Input rows:
▼

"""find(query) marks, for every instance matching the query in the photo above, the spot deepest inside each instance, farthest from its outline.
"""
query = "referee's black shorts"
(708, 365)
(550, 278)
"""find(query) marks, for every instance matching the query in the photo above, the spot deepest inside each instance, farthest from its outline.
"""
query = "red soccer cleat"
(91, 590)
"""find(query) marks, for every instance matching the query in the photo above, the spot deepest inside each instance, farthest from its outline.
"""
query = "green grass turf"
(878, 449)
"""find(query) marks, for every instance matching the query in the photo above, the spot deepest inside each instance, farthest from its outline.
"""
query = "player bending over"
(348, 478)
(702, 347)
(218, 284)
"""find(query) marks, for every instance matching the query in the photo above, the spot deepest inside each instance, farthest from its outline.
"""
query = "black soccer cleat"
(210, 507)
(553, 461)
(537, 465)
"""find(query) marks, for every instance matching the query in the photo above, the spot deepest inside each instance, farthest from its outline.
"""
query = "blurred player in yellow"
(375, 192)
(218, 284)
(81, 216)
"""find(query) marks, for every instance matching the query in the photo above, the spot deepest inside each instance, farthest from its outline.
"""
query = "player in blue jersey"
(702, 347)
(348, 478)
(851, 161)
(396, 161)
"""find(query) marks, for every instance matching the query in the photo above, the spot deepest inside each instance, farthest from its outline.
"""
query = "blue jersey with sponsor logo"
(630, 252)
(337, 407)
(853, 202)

▲

Prompt:
Print all eight entries above verbatim, in their original order.

Result:
"""find(query) marks, for every instance matching the query in the photo above, the spot deepest inside each instance, farthest from its outline.
"""
query = "referee's black shorts"
(708, 365)
(550, 278)
"""find(query) marks, for every instance matching the query in the photo above, the spot deepest inside each instance, farthest from its outline.
"""
query = "red soccer cleat"
(91, 590)
"""find(query) marks, for every instance matching the query in the photo above, the spot deepest inside each instance, farthest from its outline.
"""
query = "green grass turf"
(878, 449)
"""find(query) marks, for every instance matching the query in the photo above, the spot deepest inside each instance, farthest from its outline.
"""
query = "player bending over"
(348, 478)
(702, 347)
(218, 284)
"""find(query) marks, for every instance matching the query in the photo above, the spot deepest inside each instance, farthest from its outline.
"""
query = "black soccer cleat"
(210, 507)
(553, 461)
(537, 465)
"""find(query) marks, for every instance matching the query in the photo above, the spot deepest inside each instance, farthest from its outline.
"""
query = "blurred player in yellow"
(375, 192)
(218, 284)
(81, 216)
"""find(query) marks, for every instance matching the query in the photo above, the spot deepest inside each instance, farthest from its outline.
"""
query = "player in blue jersey"
(702, 347)
(348, 478)
(851, 161)
(396, 161)
"""find(query) marks, for every instance matching the query in the photo above, the spot deepest inside each instance, farthest from its outline.
"""
query = "blue jersey with sponsor logo"
(630, 252)
(337, 407)
(853, 202)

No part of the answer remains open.